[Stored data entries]
--

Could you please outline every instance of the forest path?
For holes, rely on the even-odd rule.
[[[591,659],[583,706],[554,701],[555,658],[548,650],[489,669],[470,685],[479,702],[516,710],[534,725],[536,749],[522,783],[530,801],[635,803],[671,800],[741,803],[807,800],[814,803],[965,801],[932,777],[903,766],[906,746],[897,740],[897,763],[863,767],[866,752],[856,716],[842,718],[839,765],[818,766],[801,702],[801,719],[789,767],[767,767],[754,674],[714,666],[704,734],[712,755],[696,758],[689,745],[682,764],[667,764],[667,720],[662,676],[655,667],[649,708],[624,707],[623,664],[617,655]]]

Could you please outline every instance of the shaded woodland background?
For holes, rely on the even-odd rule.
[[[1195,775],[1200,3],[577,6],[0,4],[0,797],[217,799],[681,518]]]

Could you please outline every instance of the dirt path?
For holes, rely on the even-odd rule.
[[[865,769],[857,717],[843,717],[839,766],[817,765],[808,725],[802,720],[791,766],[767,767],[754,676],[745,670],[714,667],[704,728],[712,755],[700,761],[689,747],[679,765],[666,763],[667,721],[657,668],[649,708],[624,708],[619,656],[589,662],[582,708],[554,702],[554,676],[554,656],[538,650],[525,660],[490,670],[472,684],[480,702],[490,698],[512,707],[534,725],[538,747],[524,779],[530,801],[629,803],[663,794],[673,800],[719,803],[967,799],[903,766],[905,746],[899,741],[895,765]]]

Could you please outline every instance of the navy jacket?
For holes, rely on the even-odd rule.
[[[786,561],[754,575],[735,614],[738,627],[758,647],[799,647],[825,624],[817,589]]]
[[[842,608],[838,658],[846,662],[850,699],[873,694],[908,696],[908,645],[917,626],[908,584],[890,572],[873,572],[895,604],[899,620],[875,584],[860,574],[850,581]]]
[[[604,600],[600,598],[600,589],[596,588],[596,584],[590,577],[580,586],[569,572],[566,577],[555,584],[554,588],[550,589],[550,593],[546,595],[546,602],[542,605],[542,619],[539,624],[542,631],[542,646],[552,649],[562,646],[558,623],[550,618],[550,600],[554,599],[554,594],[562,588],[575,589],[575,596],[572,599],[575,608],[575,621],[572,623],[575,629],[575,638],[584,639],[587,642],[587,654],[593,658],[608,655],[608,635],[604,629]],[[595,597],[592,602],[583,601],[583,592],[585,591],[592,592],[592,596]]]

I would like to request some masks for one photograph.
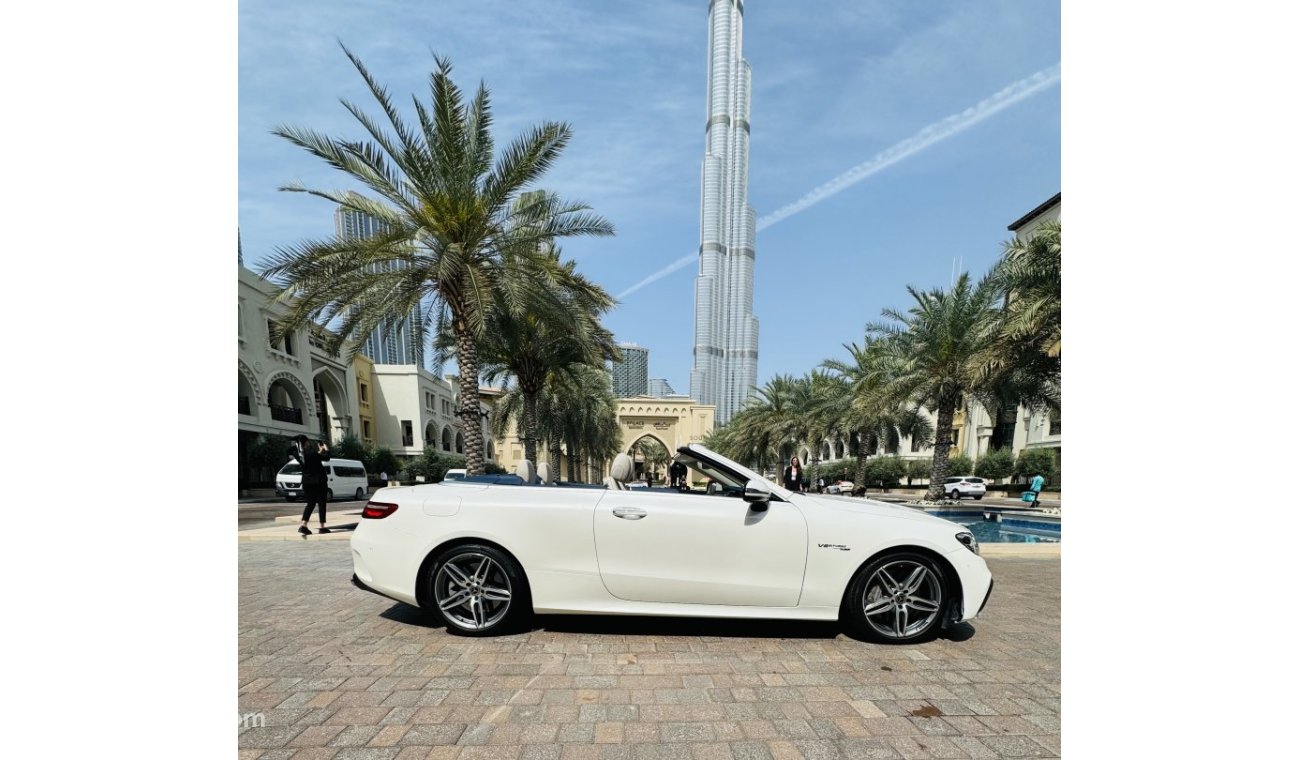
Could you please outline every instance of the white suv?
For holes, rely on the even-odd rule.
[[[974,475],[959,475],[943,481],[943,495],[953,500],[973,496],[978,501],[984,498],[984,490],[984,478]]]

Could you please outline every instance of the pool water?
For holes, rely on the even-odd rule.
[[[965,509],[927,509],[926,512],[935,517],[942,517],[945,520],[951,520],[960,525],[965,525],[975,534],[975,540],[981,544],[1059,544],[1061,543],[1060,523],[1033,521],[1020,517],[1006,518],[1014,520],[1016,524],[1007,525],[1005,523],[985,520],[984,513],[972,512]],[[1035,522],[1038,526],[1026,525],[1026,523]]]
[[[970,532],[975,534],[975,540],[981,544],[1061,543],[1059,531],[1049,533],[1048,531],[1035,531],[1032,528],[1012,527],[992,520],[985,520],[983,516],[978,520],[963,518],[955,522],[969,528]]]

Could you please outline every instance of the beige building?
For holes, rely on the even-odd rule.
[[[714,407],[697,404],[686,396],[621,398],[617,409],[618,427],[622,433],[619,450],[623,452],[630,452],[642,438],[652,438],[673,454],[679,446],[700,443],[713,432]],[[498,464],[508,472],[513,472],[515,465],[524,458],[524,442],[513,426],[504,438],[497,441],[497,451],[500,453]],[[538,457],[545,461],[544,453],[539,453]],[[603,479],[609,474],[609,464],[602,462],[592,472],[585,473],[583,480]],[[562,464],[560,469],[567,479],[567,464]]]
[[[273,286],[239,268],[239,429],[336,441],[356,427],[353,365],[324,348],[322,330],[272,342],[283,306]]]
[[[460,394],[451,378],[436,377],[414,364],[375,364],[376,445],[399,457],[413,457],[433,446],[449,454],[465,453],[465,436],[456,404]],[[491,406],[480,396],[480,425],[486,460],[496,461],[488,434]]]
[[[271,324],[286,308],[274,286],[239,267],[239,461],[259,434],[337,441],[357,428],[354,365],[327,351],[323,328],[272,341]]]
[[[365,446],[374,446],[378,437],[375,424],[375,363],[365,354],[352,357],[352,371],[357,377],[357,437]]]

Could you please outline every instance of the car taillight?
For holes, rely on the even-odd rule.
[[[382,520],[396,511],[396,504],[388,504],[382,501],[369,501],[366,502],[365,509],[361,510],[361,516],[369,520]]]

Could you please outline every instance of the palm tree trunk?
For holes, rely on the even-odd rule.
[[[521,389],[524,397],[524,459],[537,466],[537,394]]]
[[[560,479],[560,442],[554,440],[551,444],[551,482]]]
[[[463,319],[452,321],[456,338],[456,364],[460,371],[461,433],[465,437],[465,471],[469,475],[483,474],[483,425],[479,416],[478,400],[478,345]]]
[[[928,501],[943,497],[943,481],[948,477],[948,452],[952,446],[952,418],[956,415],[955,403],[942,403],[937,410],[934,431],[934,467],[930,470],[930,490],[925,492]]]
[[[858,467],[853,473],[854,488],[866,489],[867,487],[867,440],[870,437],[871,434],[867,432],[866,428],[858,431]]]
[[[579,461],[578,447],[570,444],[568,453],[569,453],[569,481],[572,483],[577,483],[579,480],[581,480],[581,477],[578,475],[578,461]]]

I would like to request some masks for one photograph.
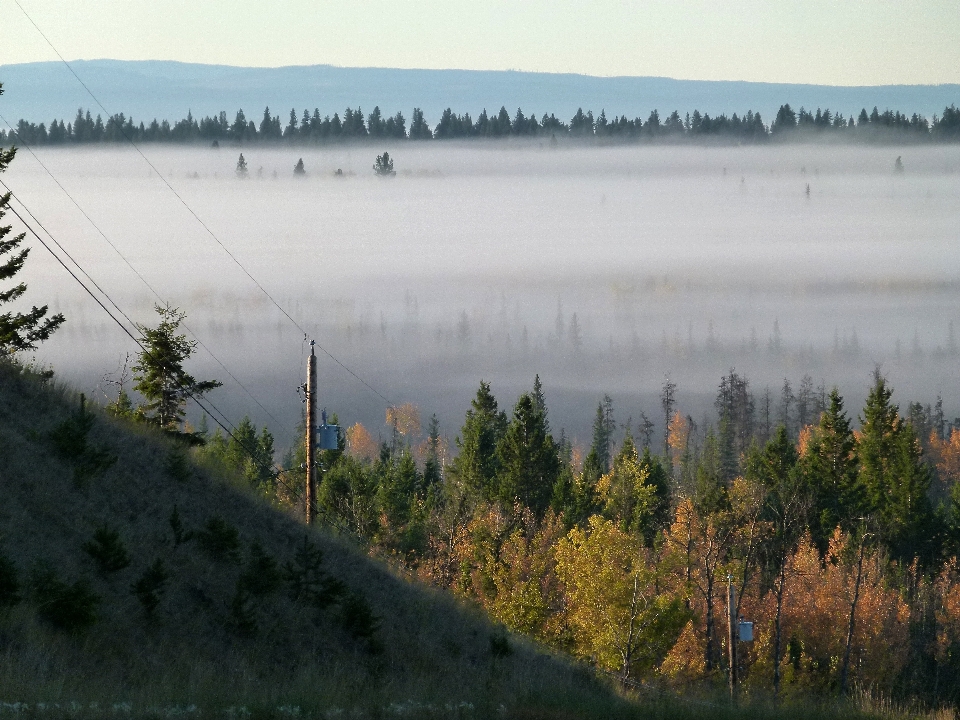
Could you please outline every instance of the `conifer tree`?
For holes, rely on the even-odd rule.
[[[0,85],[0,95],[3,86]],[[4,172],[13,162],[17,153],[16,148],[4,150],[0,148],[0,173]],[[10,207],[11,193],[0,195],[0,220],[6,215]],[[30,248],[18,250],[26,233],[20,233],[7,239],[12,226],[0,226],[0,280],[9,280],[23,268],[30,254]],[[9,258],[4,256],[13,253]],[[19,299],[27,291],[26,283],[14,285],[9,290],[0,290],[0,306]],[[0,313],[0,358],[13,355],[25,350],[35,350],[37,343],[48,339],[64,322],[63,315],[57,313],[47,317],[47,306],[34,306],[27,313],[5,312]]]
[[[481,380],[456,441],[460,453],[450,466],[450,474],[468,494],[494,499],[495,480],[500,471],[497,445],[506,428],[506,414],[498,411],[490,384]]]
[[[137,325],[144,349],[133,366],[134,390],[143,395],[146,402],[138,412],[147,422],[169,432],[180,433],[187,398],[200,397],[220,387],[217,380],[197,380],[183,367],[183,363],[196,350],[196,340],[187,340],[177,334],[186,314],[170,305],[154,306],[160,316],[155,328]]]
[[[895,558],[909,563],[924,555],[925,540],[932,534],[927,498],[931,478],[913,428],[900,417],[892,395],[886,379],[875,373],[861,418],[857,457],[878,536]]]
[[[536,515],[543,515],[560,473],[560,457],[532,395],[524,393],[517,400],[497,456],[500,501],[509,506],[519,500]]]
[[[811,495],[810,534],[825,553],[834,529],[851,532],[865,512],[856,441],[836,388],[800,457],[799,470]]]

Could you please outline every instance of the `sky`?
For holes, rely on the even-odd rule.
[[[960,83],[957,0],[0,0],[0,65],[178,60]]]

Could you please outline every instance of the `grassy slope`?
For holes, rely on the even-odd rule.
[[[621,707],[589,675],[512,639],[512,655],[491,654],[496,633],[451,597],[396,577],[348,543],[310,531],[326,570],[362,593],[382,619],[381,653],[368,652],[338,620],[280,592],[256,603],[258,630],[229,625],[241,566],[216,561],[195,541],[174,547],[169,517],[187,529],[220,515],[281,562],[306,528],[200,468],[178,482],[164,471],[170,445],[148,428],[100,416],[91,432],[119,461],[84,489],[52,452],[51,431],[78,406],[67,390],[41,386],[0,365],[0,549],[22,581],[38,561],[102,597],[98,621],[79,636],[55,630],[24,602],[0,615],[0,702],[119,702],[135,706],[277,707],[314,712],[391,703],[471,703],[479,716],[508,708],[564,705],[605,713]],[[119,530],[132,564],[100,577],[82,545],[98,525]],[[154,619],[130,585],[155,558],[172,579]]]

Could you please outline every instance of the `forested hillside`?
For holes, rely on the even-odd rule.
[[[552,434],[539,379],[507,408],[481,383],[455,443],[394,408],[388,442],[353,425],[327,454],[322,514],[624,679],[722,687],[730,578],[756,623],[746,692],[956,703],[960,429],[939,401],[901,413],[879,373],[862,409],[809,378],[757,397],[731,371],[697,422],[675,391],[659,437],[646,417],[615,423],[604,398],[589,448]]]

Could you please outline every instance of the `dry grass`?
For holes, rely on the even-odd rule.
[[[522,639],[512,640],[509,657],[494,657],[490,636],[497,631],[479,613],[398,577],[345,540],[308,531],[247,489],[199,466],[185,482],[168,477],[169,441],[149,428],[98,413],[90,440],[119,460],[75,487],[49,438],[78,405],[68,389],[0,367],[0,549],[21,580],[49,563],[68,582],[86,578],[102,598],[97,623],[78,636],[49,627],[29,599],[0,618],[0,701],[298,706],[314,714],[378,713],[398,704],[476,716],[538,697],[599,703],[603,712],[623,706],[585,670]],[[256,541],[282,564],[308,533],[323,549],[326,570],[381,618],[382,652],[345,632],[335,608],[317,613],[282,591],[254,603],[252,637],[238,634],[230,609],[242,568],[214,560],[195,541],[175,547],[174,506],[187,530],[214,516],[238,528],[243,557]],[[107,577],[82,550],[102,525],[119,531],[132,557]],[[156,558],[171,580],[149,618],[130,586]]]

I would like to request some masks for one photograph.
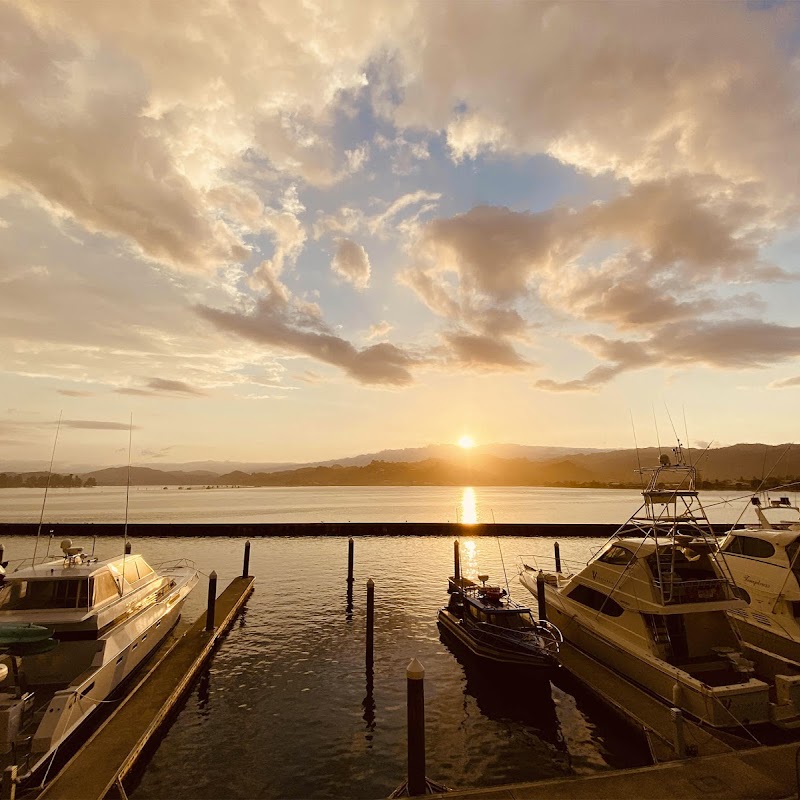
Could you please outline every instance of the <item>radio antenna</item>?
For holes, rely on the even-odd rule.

--

Exercise objective -> Copy exactly the lines from the top of the entries through the line with "Could you please outline every instance of the dirt" in it, please, keeping both ends and adding nothing.

Task result ->
Could you please outline every instance of the forest path?
For holes, rely on the even-odd rule.
[[[591,659],[583,706],[554,701],[555,658],[548,650],[489,669],[470,685],[479,702],[516,710],[534,725],[536,749],[522,783],[530,801],[635,803],[671,800],[741,803],[807,800],[814,803],[965,801],[932,777],[903,766],[906,746],[897,740],[897,763],[863,767],[866,752],[856,716],[842,718],[839,765],[818,766],[801,702],[801,719],[789,767],[767,767],[754,674],[714,666],[704,734],[712,755],[696,758],[689,745],[682,764],[667,764],[667,720],[662,676],[655,667],[649,708],[624,707],[623,664],[617,655]]]

Could you please outline every instance of the shaded woodland background?
For holes, rely on the even-odd rule.
[[[1195,775],[1200,3],[577,6],[0,4],[0,797],[217,799],[681,518]]]

Could you please outline every instance of the dirt path?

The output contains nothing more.